#### REQUIRED TASK A
Please express the records starting at the line that contains "Find the petrified" and ending at the line that contains "Please outline every instance of the petrified" as a JSON list of strings, one string per line, with blank lines left out.

By Cathryn Drake
VENICE – Clearly I spoke too soon when I mentioned nepotism before — now we all know that Sofia Coppola’s “Somewhere” won the Golden Lion at the Venice Film Festival, for what it’s worth, and it is no surprise that former flame Quentin Tarantino is being accused of favoritism. He certainly anticipated the furor; when he announced the choice, his eyes armored behind dark Ray Bans, he stressed more than once that the jury’s decision was unanimous. The local Venetian newspaper, Il Gazzettino, called it the Tarantino Festival, and, to add insult to injury, no Italian film was awarded a major prize.
Well, since Tarantino was the director of the jury, you could say it was his festival. Let’s face it: favoring the people you like is inherently human. And we all know that the appreciation of art is largely subjective, which is part of its beauty and potential to inspire. Someone appointed Tarantino president of the jury because they trusted his taste. As Velma Duran, played by Shannyn Sossamon, asks Tygh Runyan’s Mitch Haven, the film director in “Road to Nowhere”: “If only we think it’s funny, is it a masterpiece?” It is if you think it is.
That film, directed by Tarantino’s mentor Monte Hellman, won a “Special Lion” career prize created especially by the jury, adding further fuel to the controversy. The story in “Road to Nowhere” alternated between the past, the present and a film shoot portraying what happened in the past, so that it was often not clear what was meant to be real and what fiction. Even in the end I was not entirely sure which was which — thus the destination alluded to in the title. The journey is fast-paced and fascinating but leaves you puzzled. At the conclusion, an Italian woman behind me let out a big sigh and uttered, “Che palle.” [“What a bore.”]
The winner of both the Silver Lion and Best Screenplay, the darkly comic “Balada Triste de Trompeta” (“Sad Trumpet Ballad”), directed by Spaniard Alex de la Iglesia, uses bullets in spades, shot by a hapless sad clown who falls in love with a trapeze artist who happens to be in love with a sadistic clown, who explains: “If I weren’t a clown I would be a murderer.” Incredibly violent from its start in the Spanish Civil War to its spectacular conclusion atop a precipitous crucifix, the film is visually sensational and has a compelling story. Like a scary carnival ride, it takes a strong stomach but is worth it for the thrills. Ben Affleck’s “The Town,” which made its debut at Venice, is another very good film that deftly mixes crime, suspense, and romance — and the immense sex appeal of Affleck in the lead — and also spent a lot of money on bullets. But then what would a Tarantino festival be without lots of those?

#### WORKING DATA
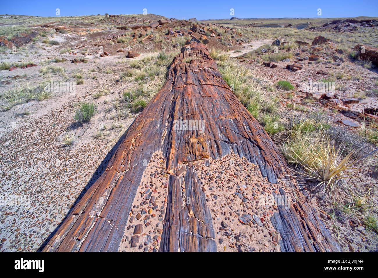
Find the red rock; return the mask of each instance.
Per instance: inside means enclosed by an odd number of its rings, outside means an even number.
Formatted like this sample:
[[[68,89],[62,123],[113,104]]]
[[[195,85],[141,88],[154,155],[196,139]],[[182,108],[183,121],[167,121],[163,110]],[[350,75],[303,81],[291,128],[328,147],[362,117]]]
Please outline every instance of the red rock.
[[[129,58],[133,58],[135,57],[138,57],[138,56],[140,56],[140,54],[139,53],[137,53],[133,51],[127,51],[127,55],[126,57]]]
[[[338,123],[341,123],[346,126],[350,126],[351,127],[358,127],[359,126],[358,123],[352,121],[350,120],[343,119],[342,120],[338,120],[336,121]]]
[[[286,68],[292,71],[296,71],[298,69],[302,69],[303,67],[298,64],[294,63],[293,65],[288,65],[286,66]]]
[[[342,100],[342,102],[345,104],[349,104],[349,103],[358,103],[359,102],[359,100],[358,98],[344,98]]]
[[[138,224],[135,225],[135,227],[134,229],[134,234],[138,235],[142,232],[143,230],[143,226],[142,224]]]
[[[317,74],[323,74],[325,75],[328,75],[328,73],[325,71],[324,71],[322,69],[320,69],[316,72]]]
[[[142,39],[142,42],[143,43],[146,43],[153,39],[153,35],[152,34],[149,35],[148,36],[145,37]]]
[[[312,41],[312,43],[311,43],[311,45],[322,45],[323,43],[325,43],[328,41],[330,41],[330,40],[329,38],[325,38],[324,37],[319,36],[314,39],[314,40]]]
[[[356,56],[358,58],[378,65],[378,48],[377,48],[357,45],[355,46],[354,50],[357,51]]]
[[[156,28],[158,26],[159,22],[156,21],[156,22],[152,22],[152,23],[150,23],[148,26],[151,28]]]
[[[319,58],[319,56],[318,55],[311,55],[308,57],[309,61],[318,61]]]

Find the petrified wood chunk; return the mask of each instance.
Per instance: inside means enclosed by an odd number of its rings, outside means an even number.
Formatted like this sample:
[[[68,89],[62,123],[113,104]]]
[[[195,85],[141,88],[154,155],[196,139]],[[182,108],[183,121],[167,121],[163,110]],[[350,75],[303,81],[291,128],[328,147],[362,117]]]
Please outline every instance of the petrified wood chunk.
[[[358,51],[357,56],[363,60],[371,62],[372,64],[378,65],[378,48],[373,46],[357,45],[354,50]]]
[[[145,162],[157,152],[163,154],[169,175],[162,251],[217,250],[211,215],[196,170],[183,164],[200,160],[208,163],[209,158],[233,153],[258,165],[270,183],[277,183],[279,177],[287,174],[277,148],[222,78],[206,46],[192,40],[174,58],[167,76],[164,85],[120,139],[106,170],[44,251],[117,251],[146,170]],[[178,129],[174,123],[179,119],[200,120],[204,124],[199,129]],[[177,177],[176,169],[183,167],[184,177]],[[271,218],[280,235],[281,250],[339,250],[317,212],[297,190],[299,188],[293,186],[298,201],[289,208],[279,206]],[[286,193],[280,189],[277,194]],[[141,217],[139,213],[136,218]],[[319,237],[321,241],[318,241]],[[144,238],[143,244],[148,240]],[[131,246],[136,247],[139,241],[138,235],[133,235]]]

#### REQUIRED TASK B
Rewrite the festival review starting at "By Cathryn Drake" and ending at "a major prize.", changing "Golden Lion" to "top prize".

#### TASK OUTPUT A
[
  "Find the petrified wood chunk; return the mask of each instance.",
  "Per instance: inside means enclosed by an odd number of its rings, outside means an even number.",
  "Formatted like this sample:",
  "[[[68,89],[62,123],[113,104]]]",
  "[[[195,85],[141,88],[154,155],[196,139]],[[182,108],[183,121],[167,121],[163,110]],[[350,75],[303,81],[291,128],[328,147],[362,117]]]",
  "Please outline every instance of the petrified wood chunk."
]

#### TASK OUTPUT B
By Cathryn Drake
VENICE – Clearly I spoke too soon when I mentioned nepotism before — now we all know that Sofia Coppola’s “Somewhere” won the top prize at the Venice Film Festival, for what it’s worth, and it is no surprise that former flame Quentin Tarantino is being accused of favoritism. He certainly anticipated the furor; when he announced the choice, his eyes armored behind dark Ray Bans, he stressed more than once that the jury’s decision was unanimous. The local Venetian newspaper, Il Gazzettino, called it the Tarantino Festival, and, to add insult to injury, no Italian film was awarded a major prize.